**What is needed:** Nothing but the pictures should be dropped; repeat the rest of the data below exactly.

——

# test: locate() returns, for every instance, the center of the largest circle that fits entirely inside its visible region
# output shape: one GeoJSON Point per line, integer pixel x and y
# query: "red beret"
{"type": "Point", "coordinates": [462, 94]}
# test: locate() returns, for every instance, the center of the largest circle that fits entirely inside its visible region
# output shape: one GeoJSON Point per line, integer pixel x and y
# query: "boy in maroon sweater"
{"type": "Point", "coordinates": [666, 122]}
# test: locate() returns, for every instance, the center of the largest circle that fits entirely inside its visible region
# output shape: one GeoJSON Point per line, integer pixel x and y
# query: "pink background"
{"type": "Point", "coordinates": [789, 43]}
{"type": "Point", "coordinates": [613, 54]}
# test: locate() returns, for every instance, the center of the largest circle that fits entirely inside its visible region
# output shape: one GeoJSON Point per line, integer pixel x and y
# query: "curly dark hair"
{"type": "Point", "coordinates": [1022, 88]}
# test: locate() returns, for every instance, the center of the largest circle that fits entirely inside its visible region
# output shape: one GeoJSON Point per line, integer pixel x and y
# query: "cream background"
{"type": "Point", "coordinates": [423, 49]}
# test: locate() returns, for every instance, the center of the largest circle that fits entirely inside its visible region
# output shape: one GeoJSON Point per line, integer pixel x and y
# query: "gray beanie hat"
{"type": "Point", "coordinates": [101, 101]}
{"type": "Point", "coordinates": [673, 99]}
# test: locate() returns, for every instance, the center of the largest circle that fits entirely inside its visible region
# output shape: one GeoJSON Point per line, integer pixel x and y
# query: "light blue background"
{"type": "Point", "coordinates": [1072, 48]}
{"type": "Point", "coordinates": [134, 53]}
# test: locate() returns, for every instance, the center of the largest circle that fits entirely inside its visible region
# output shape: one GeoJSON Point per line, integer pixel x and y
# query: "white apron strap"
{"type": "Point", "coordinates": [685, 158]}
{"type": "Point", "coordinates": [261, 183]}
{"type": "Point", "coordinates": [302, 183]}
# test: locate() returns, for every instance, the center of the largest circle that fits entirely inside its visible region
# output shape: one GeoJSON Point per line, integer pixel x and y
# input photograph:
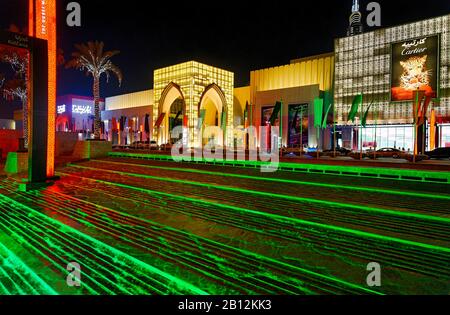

——

**Written solution:**
# test: locate() returns, for every instance, the center of the largest circle that fits entirely inside its visible region
# output shape: one GeoJSON Point per line, integer pixel x and y
# query: "red beret"
{"type": "Point", "coordinates": [462, 94]}
# test: locate() returns, for every instance, the center of the largest circle that fits entirely inside its visible region
# output shape: one GeoJSON Point per line, integer pixel x and y
# query: "boy in maroon sweater"
{"type": "Point", "coordinates": [666, 122]}
# test: locate() returns, for every instance, the center of the largest circle that fits entirely inside its visible region
# output shape: one GeoJSON Point per line, integer pixel x and y
# query: "pink background"
{"type": "Point", "coordinates": [789, 43]}
{"type": "Point", "coordinates": [613, 54]}
# test: locate() returns, for every instance, the center of the largest circle that fits entirely inside its visible region
# output shape: one GeoJSON Point per line, integer pixel x and y
# query: "curly dark hair"
{"type": "Point", "coordinates": [1022, 88]}
# test: locate() returns, for every instance, the center of the largest circle that fits entirely inside its visible region
# output shape: one GeoJSON Point per line, integer pixel x and y
# query: "cream background"
{"type": "Point", "coordinates": [423, 49]}
# test: locate() returns, for every instance, the center of the largest circle that fits entirely inside its visible region
# output shape: one GeoJSON Point per line, integer pixel x and y
# query: "gray beanie hat"
{"type": "Point", "coordinates": [101, 101]}
{"type": "Point", "coordinates": [673, 99]}
# test: locate() returns, for every instance, the center of the largest circle that fits entirely inside its visible region
# output shape: one GeoJSON Point per line, integer pixel x and y
# query: "light blue background"
{"type": "Point", "coordinates": [1072, 48]}
{"type": "Point", "coordinates": [134, 53]}
# test: locate() returns, for every instance, the center of the largest circle that fits entirely inside its visible region
# output shape: one GeoJSON Point per line, integer pixel x and y
# query: "white apron strap"
{"type": "Point", "coordinates": [685, 158]}
{"type": "Point", "coordinates": [261, 183]}
{"type": "Point", "coordinates": [302, 183]}
# test: locate() returns, for every instance, the center of the largest circle that fits entirely inside its visible region
# output shape: one GeoJSON Point per line, integer pixel x and y
# input photograph:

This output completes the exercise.